Bounding box annotation entries:
— Start —

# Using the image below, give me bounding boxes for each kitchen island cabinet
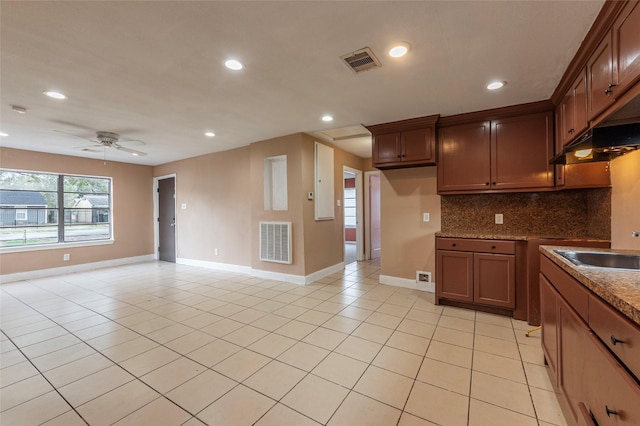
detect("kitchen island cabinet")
[540,247,640,425]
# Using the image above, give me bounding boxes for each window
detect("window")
[0,169,112,247]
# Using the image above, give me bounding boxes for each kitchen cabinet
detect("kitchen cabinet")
[438,112,554,194]
[436,238,516,310]
[587,1,640,120]
[540,255,640,425]
[367,115,439,169]
[556,69,589,145]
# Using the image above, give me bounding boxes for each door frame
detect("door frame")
[341,166,365,261]
[364,170,380,260]
[153,173,178,263]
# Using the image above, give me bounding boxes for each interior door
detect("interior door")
[369,174,380,259]
[158,177,176,263]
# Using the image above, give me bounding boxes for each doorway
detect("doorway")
[342,166,364,265]
[154,175,176,263]
[365,172,381,259]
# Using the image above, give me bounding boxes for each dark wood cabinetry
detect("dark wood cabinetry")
[587,1,640,120]
[436,238,516,310]
[438,112,554,193]
[367,115,439,169]
[540,255,640,425]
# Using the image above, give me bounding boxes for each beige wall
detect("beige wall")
[153,146,252,266]
[250,133,304,275]
[380,167,441,280]
[611,151,640,250]
[0,148,154,274]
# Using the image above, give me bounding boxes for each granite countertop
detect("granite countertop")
[540,246,640,326]
[436,231,609,243]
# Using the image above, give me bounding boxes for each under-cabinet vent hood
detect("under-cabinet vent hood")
[550,123,640,164]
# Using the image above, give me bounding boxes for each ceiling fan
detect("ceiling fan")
[54,130,147,157]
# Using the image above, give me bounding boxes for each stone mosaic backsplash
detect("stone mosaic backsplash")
[441,188,611,240]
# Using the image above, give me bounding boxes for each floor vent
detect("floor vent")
[340,47,382,73]
[260,222,291,264]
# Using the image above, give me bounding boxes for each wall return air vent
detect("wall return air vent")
[260,222,291,264]
[340,47,382,73]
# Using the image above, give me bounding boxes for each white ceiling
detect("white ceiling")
[0,0,603,165]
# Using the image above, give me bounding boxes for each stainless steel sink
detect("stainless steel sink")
[555,250,640,271]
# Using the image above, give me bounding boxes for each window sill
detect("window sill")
[0,239,115,253]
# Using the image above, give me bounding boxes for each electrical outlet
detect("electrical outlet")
[416,271,431,283]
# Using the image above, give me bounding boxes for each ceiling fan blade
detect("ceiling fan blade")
[113,144,147,157]
[53,129,99,143]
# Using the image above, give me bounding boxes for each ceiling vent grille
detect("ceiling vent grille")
[340,47,382,73]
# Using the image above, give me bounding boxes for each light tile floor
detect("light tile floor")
[0,262,565,426]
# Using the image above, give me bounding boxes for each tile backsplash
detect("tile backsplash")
[441,188,611,240]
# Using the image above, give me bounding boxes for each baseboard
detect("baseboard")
[176,257,252,275]
[0,254,155,284]
[379,275,436,293]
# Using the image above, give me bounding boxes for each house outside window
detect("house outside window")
[0,169,113,248]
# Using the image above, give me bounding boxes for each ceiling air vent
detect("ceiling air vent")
[340,47,382,73]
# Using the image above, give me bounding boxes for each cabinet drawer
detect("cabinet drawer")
[436,238,516,254]
[540,256,589,322]
[584,333,640,426]
[589,295,640,379]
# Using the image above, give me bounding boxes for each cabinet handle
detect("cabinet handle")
[604,83,616,95]
[578,402,598,426]
[611,334,624,346]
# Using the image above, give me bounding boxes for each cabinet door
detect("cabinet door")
[438,121,490,192]
[540,274,558,386]
[373,133,401,166]
[491,112,554,189]
[473,253,516,309]
[582,334,640,426]
[587,33,616,120]
[436,250,473,302]
[557,297,594,424]
[613,1,640,93]
[401,128,436,165]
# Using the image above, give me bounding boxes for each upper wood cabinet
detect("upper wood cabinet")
[438,112,554,193]
[367,115,439,169]
[556,69,589,145]
[587,1,640,120]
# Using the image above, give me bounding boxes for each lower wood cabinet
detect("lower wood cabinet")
[540,255,640,426]
[436,238,516,309]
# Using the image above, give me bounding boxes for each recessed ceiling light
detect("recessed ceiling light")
[389,43,409,58]
[42,90,67,99]
[224,59,244,71]
[487,81,507,90]
[11,105,27,114]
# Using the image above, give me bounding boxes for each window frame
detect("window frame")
[0,167,115,253]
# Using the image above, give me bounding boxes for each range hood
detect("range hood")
[549,123,640,164]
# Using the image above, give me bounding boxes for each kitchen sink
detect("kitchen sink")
[555,250,640,271]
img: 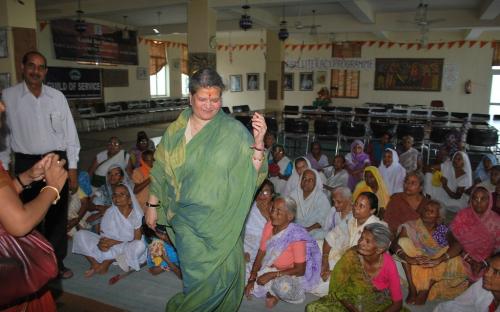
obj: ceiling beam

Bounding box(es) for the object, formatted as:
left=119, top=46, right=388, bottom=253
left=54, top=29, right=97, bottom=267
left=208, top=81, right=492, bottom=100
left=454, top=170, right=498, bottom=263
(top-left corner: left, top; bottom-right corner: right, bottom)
left=479, top=0, right=500, bottom=20
left=340, top=0, right=375, bottom=24
left=464, top=27, right=484, bottom=40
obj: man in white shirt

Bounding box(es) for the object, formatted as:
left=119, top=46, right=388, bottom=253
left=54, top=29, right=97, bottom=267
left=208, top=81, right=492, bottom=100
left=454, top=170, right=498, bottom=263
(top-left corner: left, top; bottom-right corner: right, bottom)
left=434, top=253, right=500, bottom=312
left=0, top=51, right=80, bottom=278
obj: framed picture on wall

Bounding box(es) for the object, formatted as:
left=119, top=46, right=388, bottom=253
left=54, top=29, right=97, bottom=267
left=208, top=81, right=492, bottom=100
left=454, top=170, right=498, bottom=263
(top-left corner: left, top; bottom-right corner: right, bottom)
left=229, top=75, right=242, bottom=92
left=0, top=73, right=10, bottom=94
left=0, top=29, right=9, bottom=58
left=283, top=73, right=294, bottom=91
left=247, top=73, right=260, bottom=91
left=299, top=72, right=314, bottom=91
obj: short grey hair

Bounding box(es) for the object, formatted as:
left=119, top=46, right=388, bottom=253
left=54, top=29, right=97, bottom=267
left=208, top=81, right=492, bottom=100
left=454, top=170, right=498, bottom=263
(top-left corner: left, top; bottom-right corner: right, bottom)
left=365, top=223, right=393, bottom=251
left=332, top=186, right=352, bottom=200
left=274, top=195, right=297, bottom=218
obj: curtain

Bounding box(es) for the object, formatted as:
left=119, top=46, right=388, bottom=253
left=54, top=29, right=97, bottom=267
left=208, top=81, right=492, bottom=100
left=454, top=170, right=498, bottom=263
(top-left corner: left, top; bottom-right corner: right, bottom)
left=149, top=42, right=167, bottom=75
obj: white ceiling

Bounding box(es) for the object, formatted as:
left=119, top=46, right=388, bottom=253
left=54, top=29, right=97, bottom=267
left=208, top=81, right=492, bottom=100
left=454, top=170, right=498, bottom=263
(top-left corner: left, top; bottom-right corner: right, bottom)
left=36, top=0, right=500, bottom=40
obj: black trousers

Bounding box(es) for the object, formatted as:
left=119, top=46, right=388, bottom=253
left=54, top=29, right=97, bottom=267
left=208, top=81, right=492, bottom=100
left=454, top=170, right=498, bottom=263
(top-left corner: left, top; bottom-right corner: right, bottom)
left=14, top=151, right=69, bottom=270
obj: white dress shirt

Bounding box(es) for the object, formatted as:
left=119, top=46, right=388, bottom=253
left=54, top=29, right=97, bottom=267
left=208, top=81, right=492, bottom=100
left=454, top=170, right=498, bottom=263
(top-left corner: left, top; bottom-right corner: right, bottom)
left=0, top=81, right=80, bottom=169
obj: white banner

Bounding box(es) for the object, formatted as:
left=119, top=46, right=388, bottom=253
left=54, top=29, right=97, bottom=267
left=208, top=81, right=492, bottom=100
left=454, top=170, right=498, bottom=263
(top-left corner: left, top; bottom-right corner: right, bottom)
left=285, top=57, right=375, bottom=71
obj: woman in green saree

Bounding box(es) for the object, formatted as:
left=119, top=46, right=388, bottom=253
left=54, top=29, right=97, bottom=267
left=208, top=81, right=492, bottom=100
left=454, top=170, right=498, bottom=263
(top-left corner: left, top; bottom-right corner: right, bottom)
left=306, top=223, right=403, bottom=312
left=146, top=69, right=267, bottom=312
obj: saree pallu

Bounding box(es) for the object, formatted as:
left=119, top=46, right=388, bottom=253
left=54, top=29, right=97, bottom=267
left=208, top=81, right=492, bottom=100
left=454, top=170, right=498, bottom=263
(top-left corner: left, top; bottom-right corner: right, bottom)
left=150, top=109, right=267, bottom=312
left=306, top=248, right=398, bottom=312
left=398, top=219, right=468, bottom=300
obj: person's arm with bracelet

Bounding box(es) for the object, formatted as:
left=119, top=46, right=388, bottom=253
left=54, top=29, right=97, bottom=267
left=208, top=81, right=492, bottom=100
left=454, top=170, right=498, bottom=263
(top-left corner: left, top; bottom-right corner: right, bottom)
left=0, top=154, right=68, bottom=236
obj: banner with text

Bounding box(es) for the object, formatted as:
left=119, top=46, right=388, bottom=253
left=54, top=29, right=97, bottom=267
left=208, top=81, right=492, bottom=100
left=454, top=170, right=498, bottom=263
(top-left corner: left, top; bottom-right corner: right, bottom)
left=50, top=19, right=138, bottom=65
left=45, top=67, right=102, bottom=99
left=285, top=57, right=375, bottom=71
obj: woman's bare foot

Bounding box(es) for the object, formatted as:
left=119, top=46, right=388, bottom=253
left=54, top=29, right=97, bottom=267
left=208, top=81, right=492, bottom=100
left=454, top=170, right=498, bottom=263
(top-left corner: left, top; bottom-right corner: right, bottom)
left=266, top=293, right=279, bottom=309
left=406, top=287, right=417, bottom=304
left=83, top=268, right=96, bottom=278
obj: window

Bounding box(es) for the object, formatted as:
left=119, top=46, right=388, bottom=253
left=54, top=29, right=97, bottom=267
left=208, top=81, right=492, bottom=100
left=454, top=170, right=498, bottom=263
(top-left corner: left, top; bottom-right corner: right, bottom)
left=149, top=41, right=169, bottom=97
left=330, top=42, right=361, bottom=98
left=149, top=65, right=169, bottom=97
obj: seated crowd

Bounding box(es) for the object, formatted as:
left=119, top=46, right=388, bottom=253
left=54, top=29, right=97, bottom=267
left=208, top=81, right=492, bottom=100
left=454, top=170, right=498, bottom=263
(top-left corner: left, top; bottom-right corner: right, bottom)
left=44, top=127, right=500, bottom=312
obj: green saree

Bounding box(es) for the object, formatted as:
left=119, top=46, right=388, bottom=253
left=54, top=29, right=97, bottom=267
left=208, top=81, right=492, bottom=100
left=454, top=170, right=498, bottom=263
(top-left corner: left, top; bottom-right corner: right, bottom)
left=306, top=247, right=392, bottom=312
left=150, top=109, right=267, bottom=312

— End —

> Task description
Recast everything in the material from the line containing "each range hood" down to the line containing "left=0, top=51, right=80, bottom=278" as a Markdown table with the columns Row and Line, skipping blank lines. Leave the pictures out of the answer.

> Solution to the problem
| Row | Line |
|---|---|
| 1 | # Using the image above, give me bounding boxes for each range hood |
| 2 | detect("range hood") |
| 3 | [549,123,640,164] |
| 4 | # Using the image above, give me bounding boxes for each kitchen sink |
| 5 | detect("kitchen sink") |
| 6 | [555,250,640,271] |
| 7 | img:  |
| 8 | obj: ceiling beam |
| 9 | Bounding box(es) for the object, formatted as: |
| 10 | left=119, top=46, right=388, bottom=253 |
| 11 | left=54, top=29, right=97, bottom=267 |
| 12 | left=208, top=81, right=492, bottom=100 |
| 13 | left=454, top=170, right=498, bottom=263 |
| 14 | (top-left corner: left, top; bottom-right corner: right, bottom) |
| 15 | left=479, top=0, right=500, bottom=20 |
| 16 | left=340, top=0, right=375, bottom=24 |
| 17 | left=464, top=27, right=484, bottom=40 |
| 18 | obj: man in white shirt |
| 19 | Bounding box(es) for the object, formatted as: |
| 20 | left=119, top=46, right=388, bottom=253 |
| 21 | left=54, top=29, right=97, bottom=267 |
| 22 | left=208, top=81, right=492, bottom=100 |
| 23 | left=454, top=170, right=498, bottom=263 |
| 24 | (top-left corner: left, top; bottom-right corner: right, bottom) |
| 25 | left=434, top=253, right=500, bottom=312 |
| 26 | left=0, top=51, right=80, bottom=278 |